_TASK STATEMENT_
Extract from the records below each line that contains the word "chair", and copy every such line in full.

_MATERIAL FOR THIS TASK_
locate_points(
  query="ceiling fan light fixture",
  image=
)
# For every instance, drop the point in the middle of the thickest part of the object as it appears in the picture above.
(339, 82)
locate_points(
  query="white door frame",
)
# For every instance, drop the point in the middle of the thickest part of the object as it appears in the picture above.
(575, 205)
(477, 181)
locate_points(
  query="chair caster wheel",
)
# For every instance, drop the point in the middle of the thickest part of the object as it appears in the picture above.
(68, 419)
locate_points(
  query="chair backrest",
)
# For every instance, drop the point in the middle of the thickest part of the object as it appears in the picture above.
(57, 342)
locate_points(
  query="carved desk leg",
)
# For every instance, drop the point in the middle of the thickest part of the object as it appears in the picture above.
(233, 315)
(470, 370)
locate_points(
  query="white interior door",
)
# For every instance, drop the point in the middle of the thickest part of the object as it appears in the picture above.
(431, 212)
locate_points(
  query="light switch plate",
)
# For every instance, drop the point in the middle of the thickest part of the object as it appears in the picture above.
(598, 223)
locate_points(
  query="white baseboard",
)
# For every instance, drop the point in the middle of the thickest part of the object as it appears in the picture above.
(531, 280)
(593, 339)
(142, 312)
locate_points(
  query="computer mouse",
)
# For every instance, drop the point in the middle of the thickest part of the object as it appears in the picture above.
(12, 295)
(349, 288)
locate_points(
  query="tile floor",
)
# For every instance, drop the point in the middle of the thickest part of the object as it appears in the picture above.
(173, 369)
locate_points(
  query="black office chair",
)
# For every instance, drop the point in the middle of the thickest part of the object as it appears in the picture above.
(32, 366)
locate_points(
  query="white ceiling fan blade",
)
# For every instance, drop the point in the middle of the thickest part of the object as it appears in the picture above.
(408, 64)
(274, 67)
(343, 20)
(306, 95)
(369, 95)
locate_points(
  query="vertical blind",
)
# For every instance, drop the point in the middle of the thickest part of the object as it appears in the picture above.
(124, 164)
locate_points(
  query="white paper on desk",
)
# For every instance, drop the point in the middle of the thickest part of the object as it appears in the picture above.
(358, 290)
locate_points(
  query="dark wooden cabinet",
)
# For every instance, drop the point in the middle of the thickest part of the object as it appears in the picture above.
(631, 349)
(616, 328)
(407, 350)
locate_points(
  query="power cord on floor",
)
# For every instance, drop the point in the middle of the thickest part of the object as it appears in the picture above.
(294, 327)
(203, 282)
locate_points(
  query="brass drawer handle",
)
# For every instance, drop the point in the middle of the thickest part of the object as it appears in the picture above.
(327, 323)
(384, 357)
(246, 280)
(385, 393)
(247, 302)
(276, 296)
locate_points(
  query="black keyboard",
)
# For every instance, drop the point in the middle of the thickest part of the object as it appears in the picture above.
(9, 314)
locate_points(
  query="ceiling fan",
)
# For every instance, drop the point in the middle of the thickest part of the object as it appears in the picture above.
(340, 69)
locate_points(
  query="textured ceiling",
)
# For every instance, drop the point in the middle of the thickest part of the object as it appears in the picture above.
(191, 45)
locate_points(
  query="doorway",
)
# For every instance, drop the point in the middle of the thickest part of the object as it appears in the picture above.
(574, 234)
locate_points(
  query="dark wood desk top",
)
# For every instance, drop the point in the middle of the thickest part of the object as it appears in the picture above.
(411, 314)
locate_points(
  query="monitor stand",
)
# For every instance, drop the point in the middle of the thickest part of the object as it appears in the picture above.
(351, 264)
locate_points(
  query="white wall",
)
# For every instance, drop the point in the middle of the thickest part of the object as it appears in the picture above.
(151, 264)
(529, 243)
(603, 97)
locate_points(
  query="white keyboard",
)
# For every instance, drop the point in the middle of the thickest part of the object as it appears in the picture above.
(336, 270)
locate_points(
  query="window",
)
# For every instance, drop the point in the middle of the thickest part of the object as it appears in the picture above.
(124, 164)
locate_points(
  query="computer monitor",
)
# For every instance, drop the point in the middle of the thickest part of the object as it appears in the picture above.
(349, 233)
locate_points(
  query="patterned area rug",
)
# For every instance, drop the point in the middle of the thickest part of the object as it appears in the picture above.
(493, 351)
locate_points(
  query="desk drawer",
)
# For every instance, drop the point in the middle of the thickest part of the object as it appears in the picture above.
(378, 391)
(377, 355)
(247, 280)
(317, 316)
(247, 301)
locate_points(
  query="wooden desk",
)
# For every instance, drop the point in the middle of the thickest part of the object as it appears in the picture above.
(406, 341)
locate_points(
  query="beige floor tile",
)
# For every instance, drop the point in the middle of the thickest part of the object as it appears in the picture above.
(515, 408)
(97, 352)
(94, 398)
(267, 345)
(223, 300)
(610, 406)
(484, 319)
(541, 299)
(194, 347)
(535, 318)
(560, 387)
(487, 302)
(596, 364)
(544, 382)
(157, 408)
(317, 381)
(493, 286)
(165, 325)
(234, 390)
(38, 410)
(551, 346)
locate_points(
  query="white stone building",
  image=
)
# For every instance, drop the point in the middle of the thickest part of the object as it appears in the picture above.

_TASK OUTPUT_
  query="chair caster wheel",
  query="chair backrest",
  query="black office chair",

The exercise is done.